Skip every image and restate the data word for word.

[Records from a collection]
[START]
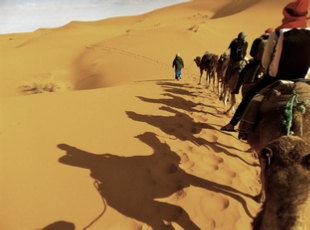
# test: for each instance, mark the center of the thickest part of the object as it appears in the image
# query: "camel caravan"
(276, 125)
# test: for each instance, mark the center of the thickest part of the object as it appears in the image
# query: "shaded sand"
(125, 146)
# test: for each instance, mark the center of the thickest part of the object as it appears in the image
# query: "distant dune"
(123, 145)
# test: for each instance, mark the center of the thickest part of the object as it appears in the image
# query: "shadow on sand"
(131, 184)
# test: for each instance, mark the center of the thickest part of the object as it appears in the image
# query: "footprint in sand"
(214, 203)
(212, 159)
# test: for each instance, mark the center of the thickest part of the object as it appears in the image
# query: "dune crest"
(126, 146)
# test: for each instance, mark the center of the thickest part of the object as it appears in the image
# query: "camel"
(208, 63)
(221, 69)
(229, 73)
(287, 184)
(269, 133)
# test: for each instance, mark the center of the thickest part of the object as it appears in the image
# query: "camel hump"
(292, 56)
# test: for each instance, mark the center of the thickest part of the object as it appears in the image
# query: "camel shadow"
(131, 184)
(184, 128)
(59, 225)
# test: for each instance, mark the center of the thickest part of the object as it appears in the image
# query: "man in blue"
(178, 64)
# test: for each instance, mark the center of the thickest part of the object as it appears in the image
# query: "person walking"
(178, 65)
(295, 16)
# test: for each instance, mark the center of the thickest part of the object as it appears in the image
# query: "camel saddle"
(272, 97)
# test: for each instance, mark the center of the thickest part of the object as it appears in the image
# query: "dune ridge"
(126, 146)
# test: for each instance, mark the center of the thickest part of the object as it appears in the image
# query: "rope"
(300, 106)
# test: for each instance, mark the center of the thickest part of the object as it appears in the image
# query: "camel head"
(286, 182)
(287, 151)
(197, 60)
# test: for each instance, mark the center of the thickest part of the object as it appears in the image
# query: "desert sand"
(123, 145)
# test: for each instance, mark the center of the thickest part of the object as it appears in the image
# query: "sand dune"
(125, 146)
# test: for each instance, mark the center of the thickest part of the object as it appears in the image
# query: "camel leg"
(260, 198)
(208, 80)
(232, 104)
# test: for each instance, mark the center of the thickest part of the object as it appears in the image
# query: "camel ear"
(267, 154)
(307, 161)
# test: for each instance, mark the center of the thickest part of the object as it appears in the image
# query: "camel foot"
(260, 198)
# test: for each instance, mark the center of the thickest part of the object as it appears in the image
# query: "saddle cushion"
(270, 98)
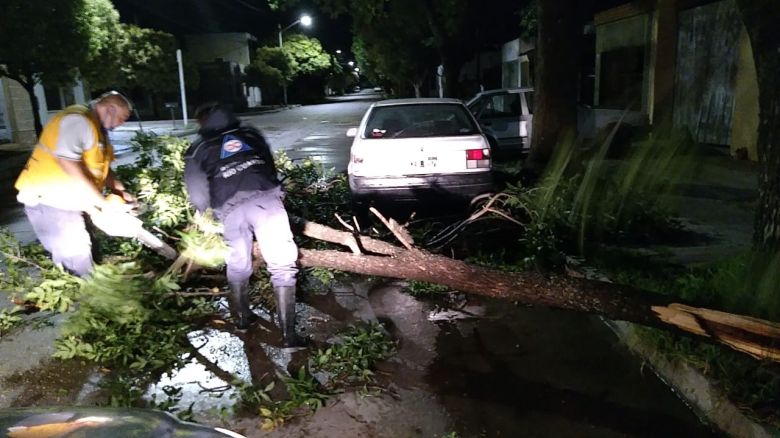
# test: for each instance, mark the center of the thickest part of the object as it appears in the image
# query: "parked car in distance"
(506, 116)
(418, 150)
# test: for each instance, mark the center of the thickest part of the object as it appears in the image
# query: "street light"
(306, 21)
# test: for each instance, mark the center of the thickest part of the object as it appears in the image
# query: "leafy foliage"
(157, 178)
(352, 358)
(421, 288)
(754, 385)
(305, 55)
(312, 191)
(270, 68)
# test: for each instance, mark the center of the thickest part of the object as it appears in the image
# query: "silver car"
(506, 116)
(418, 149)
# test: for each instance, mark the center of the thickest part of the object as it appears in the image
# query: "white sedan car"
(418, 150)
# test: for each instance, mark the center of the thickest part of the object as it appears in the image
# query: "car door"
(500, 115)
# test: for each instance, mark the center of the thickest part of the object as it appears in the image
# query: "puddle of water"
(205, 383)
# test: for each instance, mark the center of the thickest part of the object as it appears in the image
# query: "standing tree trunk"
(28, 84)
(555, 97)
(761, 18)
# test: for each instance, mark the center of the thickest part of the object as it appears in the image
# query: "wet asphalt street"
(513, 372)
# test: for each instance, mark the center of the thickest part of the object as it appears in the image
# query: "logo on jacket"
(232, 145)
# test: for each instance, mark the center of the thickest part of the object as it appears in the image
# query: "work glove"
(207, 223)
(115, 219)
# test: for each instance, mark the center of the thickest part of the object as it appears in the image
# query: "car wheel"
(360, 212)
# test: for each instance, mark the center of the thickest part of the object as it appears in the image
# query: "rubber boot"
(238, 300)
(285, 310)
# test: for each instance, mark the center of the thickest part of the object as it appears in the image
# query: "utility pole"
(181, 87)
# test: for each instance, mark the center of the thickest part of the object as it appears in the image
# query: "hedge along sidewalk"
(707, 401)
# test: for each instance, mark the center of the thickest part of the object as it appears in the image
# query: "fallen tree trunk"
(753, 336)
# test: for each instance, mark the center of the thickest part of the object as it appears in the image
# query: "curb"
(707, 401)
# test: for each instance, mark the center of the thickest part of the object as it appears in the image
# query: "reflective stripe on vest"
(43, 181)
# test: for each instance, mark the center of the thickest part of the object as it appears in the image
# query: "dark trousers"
[END]
Exercise output:
# test: for each instance, mark the center of the thickest part of the object as it appears in the image
# query: "camel caravan"
(276, 125)
# test: for each instance, mark the center of the thickest part of the object as it appears in the image
# query: "shaded sand"
(125, 146)
# test: for each instance, mark the center of the thickest part of the object as it appears in the image
# query: "distant dune"
(123, 145)
# test: for each instance, mark the center of the thickest part of the object as it appears in the image
# query: "shadow on sand"
(131, 184)
# test: for each instance, mark the center of the thickest part of the object as it appears in the image
# query: "footprint in sand"
(214, 203)
(212, 159)
# test: for each instance, mark the center of the thickest part of the object as it appears in the image
# query: "dune crest"
(126, 146)
# test: for each instance, mark the center of the thickest part of the object as it appears in the image
# query: "camel"
(208, 63)
(221, 69)
(229, 73)
(287, 184)
(269, 133)
# test: for each instance, mark the center of the thickest part of the object as it appears in the image
# query: "camel hump"
(292, 56)
# test: for each instance, mark the center of the thickest part of the object as it appears in the image
# query: "camel shadow"
(131, 184)
(184, 128)
(59, 225)
# test: for each instance, mark the center of the thickest part of the object as it appears in the image
# query: "man in blue"
(178, 64)
# test: for each instance, mark the center of the thickest part of the object as it appears in the image
# query: "person walking"
(178, 65)
(295, 16)
# test: for each instance, mark the center of the thickest part of the object as it appears in the image
# query: "camel saddle"
(272, 97)
# test: for each instance, mark the center of the thickest part of the object as it appears in the image
# query: "dune ridge"
(126, 146)
# test: for each instance, mark the center of the thickest part of the object as it appears in the image
# query: "rope"
(300, 106)
# test: for each instance, mark the center of the thickest part of the object as it appears in the image
# query: "camel head"
(286, 182)
(287, 151)
(197, 60)
# test: for each instance, mark the center of the thickest part of the object as it appears in the image
# query: "desert sand"
(123, 145)
# test: for each instance, mark the center of the thickest part of the object as it appears in the image
# query: "sand dune"
(125, 146)
# test: for each instance, mark the center of the thickest part of the object as it appears in the image
# query: "camel leg"
(260, 198)
(208, 80)
(232, 104)
# test: for each instance, mark the center of the thickest part of the object as it appears in the image
# query: "camel ear"
(267, 154)
(307, 161)
# test: for each instance, mark the center of the thickest part of the object as it appears in the image
# query: "camel foot"
(260, 198)
# test: for each instance, mark the center of the thickest part of the object as it appears in the image
# query: "saddle cushion"
(270, 98)
# test: for each instance, mark the center of the thickest part of the object as it appears in the image
# query: "parked car in distance"
(506, 116)
(418, 150)
# test: for each instance, mark the center of the thickest part of the object as it appears in the image
# query: "street light"
(306, 21)
# test: for each instance, mark the center of the thickest part of the object as it appears in the image
# query: "leafy foliage"
(157, 178)
(352, 358)
(421, 288)
(754, 385)
(305, 55)
(312, 191)
(270, 68)
# test: for each instance, mark the center of the thickest part of the object as it appears in the image
# query: "silver car"
(506, 116)
(418, 149)
# test: for each instance, mark the center of the thickest part of the object as it appears in the image
# query: "white sedan car"
(418, 150)
# test: for each instance, mark the center of the thickest part of the object as it appears in the image
# query: "car door"
(500, 115)
# test: for each instance, mark the center of the thickest part of the object as it appears in the image
# query: "puddle of water"
(205, 383)
# test: for each instance, mark the center of the thickest part of the object as it appears in the image
# query: "standing tree trunk"
(28, 84)
(555, 97)
(761, 18)
# test: for each instance, mark the center of the thickest part of the object as it appears in the image
# query: "wet asphalt street"
(513, 372)
# test: for each instance, mark the center of the thickest part of the object as it appears in the image
# query: "logo on jacket"
(232, 145)
# test: for each instance, mark the center of the thickest part of the object as it appears in the image
# query: "work glove"
(207, 223)
(115, 219)
# test: for each instance, mark the center of the thickest part of the object as it appears in the image
# query: "car wheel"
(360, 212)
# test: for each instance, mark the center of the thickest part of the object as it appears in the image
# query: "rubber boot"
(238, 300)
(285, 310)
# test: for each instance, mark the center of the thickest part of the object as it appears in the image
# query: "utility pole"
(181, 87)
# test: for each instance, mark the center of the thickest part of the object as it appears in the image
# query: "hedge along sidewalk"
(707, 401)
# test: for each instance, mark the center of the thickest part of the object as it appears in the image
# query: "fallen tree trunk"
(753, 336)
# test: for each instance, mark the center of the thickest part of the object as it appears in the image
# query: "curb"
(707, 401)
# test: for each instance, mark the center of the thickest part of the object as it appears in the image
# query: "reflective stripe on vest"
(43, 181)
# test: for each instance, mark the center of the thickest part of the object as it appears in the image
# query: "dark trousers"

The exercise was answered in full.